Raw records
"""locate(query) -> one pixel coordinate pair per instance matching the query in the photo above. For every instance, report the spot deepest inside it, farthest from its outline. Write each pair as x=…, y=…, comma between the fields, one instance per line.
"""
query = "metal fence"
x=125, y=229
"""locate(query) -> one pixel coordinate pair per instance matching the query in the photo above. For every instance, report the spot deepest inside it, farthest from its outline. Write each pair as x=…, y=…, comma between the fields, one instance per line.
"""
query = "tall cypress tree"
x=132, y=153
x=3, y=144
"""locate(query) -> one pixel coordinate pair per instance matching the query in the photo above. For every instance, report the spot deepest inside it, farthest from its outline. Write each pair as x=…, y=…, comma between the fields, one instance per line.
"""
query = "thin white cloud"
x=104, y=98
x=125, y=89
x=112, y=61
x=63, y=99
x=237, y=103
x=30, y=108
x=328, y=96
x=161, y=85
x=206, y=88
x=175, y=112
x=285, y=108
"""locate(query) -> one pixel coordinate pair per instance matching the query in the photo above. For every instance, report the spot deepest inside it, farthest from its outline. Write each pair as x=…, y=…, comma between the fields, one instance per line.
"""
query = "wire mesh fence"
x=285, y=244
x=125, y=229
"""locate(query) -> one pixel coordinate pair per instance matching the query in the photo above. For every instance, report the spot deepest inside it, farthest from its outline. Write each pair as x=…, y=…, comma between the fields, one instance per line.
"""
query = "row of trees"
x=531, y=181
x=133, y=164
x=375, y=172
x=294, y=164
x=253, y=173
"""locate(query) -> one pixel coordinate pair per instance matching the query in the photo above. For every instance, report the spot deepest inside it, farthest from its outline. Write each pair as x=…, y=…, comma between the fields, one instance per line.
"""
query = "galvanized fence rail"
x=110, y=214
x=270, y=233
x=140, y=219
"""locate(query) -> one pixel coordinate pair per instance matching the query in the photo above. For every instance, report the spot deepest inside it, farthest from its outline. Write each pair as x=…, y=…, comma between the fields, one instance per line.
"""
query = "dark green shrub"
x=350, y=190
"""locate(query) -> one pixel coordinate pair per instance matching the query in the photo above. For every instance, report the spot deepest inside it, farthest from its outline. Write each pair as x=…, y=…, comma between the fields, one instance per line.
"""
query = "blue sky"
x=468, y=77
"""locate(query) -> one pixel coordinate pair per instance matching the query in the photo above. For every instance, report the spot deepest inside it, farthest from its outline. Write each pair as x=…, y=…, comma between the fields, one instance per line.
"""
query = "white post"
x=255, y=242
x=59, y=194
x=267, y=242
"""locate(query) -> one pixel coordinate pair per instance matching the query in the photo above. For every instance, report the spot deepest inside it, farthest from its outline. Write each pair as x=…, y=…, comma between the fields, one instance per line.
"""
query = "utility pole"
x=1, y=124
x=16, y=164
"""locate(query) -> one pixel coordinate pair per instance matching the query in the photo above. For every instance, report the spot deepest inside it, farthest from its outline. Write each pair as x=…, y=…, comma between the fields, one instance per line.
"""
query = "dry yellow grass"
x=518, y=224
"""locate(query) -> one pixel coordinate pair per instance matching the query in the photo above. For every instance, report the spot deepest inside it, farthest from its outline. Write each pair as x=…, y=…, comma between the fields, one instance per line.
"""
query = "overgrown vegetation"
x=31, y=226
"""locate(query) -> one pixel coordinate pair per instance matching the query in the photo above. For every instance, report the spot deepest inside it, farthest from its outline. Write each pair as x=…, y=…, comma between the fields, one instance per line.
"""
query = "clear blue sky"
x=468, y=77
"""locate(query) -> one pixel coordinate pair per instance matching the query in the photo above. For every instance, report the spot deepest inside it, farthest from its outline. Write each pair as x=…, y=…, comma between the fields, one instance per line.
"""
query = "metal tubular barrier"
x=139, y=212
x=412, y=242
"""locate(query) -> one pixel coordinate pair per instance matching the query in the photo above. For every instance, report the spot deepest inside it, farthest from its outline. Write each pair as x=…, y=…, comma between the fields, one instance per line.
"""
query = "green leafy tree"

▶ _Exercise prompt_
Report how many lines of the records above contain the string "white", giving only the number.

▶ _Output of the task_
2